» READING TEXT
So now the Coen Brothers, maybe the most talented film-making team around, have remade the movie in their own image - darker, grittier, more surreal. And the reviews are great - Jeff Bridges is being praised for out-acting Wayne in this iconic role.

Here is the NPR review, with an interview of the Coen Brothers below that, via The Daily Beast.

Remakes rarely outshine the original, but the Coen Brothers' newest movie, True Grit, eclipses the 1969 version starring John Wayne. Critic Bob Mondello compares and contrasts the two movies — and the way Westerns were made then and now.

AUDIE CORNISH, host:

Filmmakers Joel and Ethan Coen ride their new Western, "True Grit," into theaters today. It stars Jeff Bridges and Matt Damon reprising roles made famous by John Wayne and Glen Campbell in the original 1969 film.

But the Coen brothers say they adapted their movie from the original Charles Portis novel. They did not re-watch the John Wayne version.

» RECORDS
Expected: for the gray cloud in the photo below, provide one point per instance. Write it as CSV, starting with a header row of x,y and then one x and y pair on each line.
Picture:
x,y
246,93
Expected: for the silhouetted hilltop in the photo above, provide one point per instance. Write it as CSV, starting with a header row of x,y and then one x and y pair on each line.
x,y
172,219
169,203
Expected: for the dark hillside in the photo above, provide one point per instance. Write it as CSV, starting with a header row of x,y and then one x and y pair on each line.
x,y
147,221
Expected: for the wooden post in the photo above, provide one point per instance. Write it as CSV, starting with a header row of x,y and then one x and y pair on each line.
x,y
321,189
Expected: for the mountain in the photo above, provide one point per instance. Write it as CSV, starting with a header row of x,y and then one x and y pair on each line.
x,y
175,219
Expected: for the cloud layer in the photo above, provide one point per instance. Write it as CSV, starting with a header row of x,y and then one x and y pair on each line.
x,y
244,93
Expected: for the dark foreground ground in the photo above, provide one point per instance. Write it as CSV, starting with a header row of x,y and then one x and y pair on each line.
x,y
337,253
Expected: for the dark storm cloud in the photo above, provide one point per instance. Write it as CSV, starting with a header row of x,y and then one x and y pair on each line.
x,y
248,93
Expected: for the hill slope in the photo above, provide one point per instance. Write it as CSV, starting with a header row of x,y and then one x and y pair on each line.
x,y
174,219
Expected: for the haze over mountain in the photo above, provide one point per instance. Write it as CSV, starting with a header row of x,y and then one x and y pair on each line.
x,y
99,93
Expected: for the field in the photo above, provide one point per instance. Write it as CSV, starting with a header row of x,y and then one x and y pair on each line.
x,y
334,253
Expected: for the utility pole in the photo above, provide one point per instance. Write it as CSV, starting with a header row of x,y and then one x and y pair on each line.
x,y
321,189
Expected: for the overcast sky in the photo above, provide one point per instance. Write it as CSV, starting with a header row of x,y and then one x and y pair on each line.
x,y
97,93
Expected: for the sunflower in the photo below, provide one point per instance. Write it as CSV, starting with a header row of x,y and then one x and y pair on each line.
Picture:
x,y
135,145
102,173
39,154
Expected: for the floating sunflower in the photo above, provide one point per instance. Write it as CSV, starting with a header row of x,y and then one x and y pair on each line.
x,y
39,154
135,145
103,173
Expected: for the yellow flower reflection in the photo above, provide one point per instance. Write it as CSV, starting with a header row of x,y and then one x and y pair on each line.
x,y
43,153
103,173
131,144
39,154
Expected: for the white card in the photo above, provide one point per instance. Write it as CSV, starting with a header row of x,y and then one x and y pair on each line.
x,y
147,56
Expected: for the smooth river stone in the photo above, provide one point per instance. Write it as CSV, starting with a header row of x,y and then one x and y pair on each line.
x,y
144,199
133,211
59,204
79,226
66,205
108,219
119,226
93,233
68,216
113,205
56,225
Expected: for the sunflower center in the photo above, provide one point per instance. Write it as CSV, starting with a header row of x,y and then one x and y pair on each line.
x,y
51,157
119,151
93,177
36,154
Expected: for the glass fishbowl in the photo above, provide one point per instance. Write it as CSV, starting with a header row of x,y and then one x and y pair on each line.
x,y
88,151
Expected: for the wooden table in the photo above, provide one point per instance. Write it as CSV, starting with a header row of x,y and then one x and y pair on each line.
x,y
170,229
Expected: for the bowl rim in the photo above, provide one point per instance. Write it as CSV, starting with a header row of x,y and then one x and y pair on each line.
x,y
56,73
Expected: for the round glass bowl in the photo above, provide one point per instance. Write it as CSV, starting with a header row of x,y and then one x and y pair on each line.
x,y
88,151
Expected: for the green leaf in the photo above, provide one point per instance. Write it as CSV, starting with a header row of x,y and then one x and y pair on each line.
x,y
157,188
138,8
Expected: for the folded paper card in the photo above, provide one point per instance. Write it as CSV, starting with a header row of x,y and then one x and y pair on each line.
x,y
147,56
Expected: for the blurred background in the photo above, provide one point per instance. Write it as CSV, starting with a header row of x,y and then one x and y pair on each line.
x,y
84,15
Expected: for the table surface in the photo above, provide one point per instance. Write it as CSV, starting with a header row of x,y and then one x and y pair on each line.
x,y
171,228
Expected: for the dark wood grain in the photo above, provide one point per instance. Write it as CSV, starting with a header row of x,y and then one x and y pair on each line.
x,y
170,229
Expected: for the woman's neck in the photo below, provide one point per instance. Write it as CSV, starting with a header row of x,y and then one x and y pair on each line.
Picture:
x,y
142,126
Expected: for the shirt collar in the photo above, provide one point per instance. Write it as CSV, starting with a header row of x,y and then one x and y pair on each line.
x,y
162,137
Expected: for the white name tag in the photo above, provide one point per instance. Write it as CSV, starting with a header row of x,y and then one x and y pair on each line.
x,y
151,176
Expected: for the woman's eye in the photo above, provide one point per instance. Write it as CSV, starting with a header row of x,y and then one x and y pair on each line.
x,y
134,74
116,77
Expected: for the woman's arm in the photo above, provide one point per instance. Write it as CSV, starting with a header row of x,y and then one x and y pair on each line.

» GIVEN EXERCISE A
Duplicate the True Grit passage starting with "Remakes rarely outshine" and going on through "then and now.".
» GIVEN EXERCISE B
Write the next part of the True Grit passage, picking up after its final sentence.
The entries are separate from the True Grit passage.

» TASK ANSWER A
Remakes rarely outshine the original, but the Coen Brothers' newest movie, True Grit, eclipses the 1969 version starring John Wayne. Critic Bob Mondello compares and contrasts the two movies — and the way Westerns were made then and now.

» TASK ANSWER B
Well, critic Bob Mondello did, and he has some thoughts as to how the two compare.

BOB MONDELLO: The new "True Grit" opens with a bit of grit, body lying in the snow and the voice of Mattie Ross telling us how her father died at the hand of a man named Chaney. As she remembers it when she was 14, her Protestant upbringing said that that man needed to pay for his crime.

(Soundbite of movie, "True Grit")

Ms. HAILEE STEINFELD (Actress): (as Mattie Ross) No doubt Chaney fancies himself scot-free. But he was wrong. You must pay for everything in this world, one way or another. There is nothing free except the grace of God.

MONDELLO: The old "True Grit" opened more brightly. In 1969, a couple of flicks that sounded like Westerns but weren't Westerns - "Easy Rider" and "Midnight Cowboy" - were signaling a revolution in moviemaking. But the "True Grit" that John Wayne starred in was a last gasp of old Hollywood - gigantic title superimposed over a lush, green valley, Glen Campbell crooning lyric that lets you know this G-rated film would have a happy ending.

(Soundbite of movie, "True Grit")

Mr. GLEN CAMPBELL (Actor): (as La Boeuf) (Singing) One day, little girl, the sadness will leave your face.

MONDELLO: In the odd logic of Hollywood, Glen Campbell's hit songs - "Wichita Lineman," "By the Time I Get to Phoenix" and the soon-to-be-released "Galveston" - gave him geographical credentials to sing in a Western. Alas, the producers went further and gave him an actual part as Texas ranger La Boeuf.

(Soundbite of movie, "True Grit")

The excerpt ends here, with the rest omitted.